Text block.
---
Our strategic priorities for the year remain consistent with prior years and will continue to be focused on driving our growth initiatives across each segment. From an M&A perspective, we'll continue to target high-quality companies in our targeted spaces, and we continue to use tools within the Nordson Business System to drive operating improvement across the enterprise. With that, we'll pause now and take your questions.

Operator

Thank you, ladies and gentlemen. At this time, if you do have a question, please press the star then the number one key on your touchtone telephone. If your question has been answered or you wish to remove yourself from the queue, please press the pound key. Again, that's star then the number one to ask a question. Our first question comes from the line of Matt Summerville of Alembic Global Advisors. Your line is open.

Matt Summerville
Senior Equity Research Analyst, Gabelli & Company

Thank you. I guess the best word to maybe describe it as a surge you anticipate in your business in Q1, whether that's a handful of projects, a few customer concentrations that's driving that, or if this is indeed something more broad-based. Also, you know, historically, you've given quarterly order data. Is there a reason you're not providing that? If so, are you able to provide it in response to the question?

Michael Hilton
President and CEO, Nordson Corporation

Yeah. Let me comment on the first piece. What we've seen really in the tail end of our fourth quarter and into first quarter is continuing strong demand in the electronics segment, you know, some underlying growth in sort of newer technologies. For example of that would be moving from rigid to flex circuits to provide some more flexibility to customers with smaller design footprints. What I'd say is that we saw a couple of large projects come through, some of that supporting mobile directly, some of that more broadly based. Obviously, we've had a pretty strong year of new mobile introductions this year, and that's continued a little bit into the fourth quarter and into the first quarter.

At a high level, that's what we're seeing on the electronic side. As far as the guidance around orders, let me kind of give you our thought process here. We've been thinking about the order guidance for quite a while. Originally, we provided that because we thought it was providing additional insight with regard to, you know, underlying run rates across the business. More recently, over the last couple of years, we've seen, you know, sort of the order rates be out of whack a little bit with backlog and/or our sales guidance. The reasons behind that are twofold. The mix of our business has changed with the growth in the Advanced Technology Systems, both in electronics and now in the medical business.
---
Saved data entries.
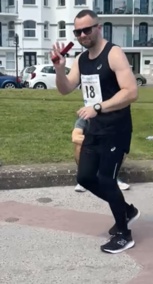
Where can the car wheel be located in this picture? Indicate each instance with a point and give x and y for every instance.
(40, 86)
(139, 82)
(9, 85)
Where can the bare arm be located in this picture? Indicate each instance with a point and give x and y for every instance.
(126, 80)
(65, 83)
(77, 136)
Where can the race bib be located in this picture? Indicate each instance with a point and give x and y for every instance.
(91, 90)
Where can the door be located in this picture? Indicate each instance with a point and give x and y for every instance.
(30, 58)
(134, 61)
(107, 6)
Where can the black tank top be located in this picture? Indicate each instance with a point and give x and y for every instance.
(113, 122)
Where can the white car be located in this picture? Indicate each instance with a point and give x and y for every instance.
(42, 76)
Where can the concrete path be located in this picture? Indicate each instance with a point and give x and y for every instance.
(52, 235)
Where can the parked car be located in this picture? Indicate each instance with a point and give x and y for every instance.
(9, 82)
(141, 80)
(26, 74)
(42, 76)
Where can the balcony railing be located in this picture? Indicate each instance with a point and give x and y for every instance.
(124, 37)
(8, 9)
(118, 7)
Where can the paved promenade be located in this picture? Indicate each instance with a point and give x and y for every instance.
(52, 236)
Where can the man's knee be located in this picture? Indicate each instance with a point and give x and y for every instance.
(85, 180)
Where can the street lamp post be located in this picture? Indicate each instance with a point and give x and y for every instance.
(16, 53)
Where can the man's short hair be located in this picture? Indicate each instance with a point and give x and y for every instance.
(86, 12)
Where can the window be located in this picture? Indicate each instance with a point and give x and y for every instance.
(46, 58)
(11, 29)
(143, 33)
(10, 2)
(147, 62)
(61, 2)
(10, 60)
(46, 29)
(61, 28)
(80, 2)
(46, 3)
(29, 2)
(29, 28)
(108, 31)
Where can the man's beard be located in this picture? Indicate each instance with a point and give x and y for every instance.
(88, 45)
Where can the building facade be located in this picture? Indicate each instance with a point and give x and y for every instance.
(40, 23)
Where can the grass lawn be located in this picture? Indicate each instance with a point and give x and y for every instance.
(35, 126)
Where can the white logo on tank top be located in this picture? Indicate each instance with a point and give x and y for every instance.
(99, 67)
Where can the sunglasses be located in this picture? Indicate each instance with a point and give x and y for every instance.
(86, 31)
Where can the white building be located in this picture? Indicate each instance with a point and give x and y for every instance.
(40, 23)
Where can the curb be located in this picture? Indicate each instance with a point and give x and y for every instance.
(64, 174)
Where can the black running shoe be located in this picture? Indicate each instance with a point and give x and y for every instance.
(132, 216)
(118, 243)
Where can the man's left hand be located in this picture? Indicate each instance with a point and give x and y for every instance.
(86, 112)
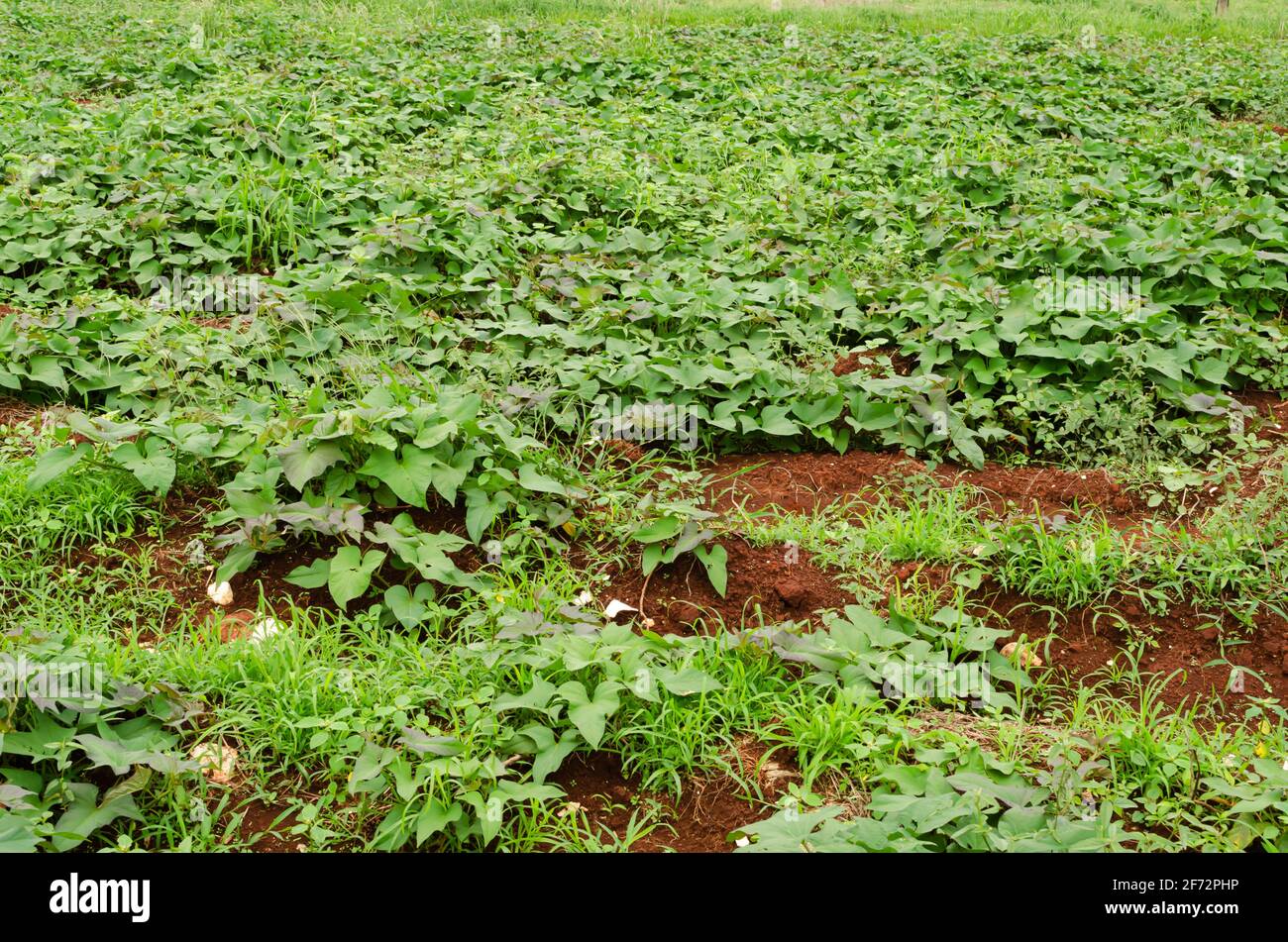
---
Problem statement. Repeat the earnings call transcript word for word from "Our strategic priorities" to "line is open.". None of the entries are needed here.

Result.
Our strategic priorities for the year remain consistent with prior years and will continue to be focused on driving our growth initiatives across each segment. From an M&A perspective, we'll continue to target high-quality companies in our targeted spaces, and we continue to use tools within the Nordson Business System to drive operating improvement across the enterprise. With that, we'll pause now and take your questions.

Operator

Thank you, ladies and gentlemen. At this time, if you do have a question, please press the star then the number one key on your touchtone telephone. If your question has been answered or you wish to remove yourself from the queue, please press the pound key. Again, that's star then the number one to ask a question. Our first question comes from the line of Matt Summerville of Alembic Global Advisors. Your line is open.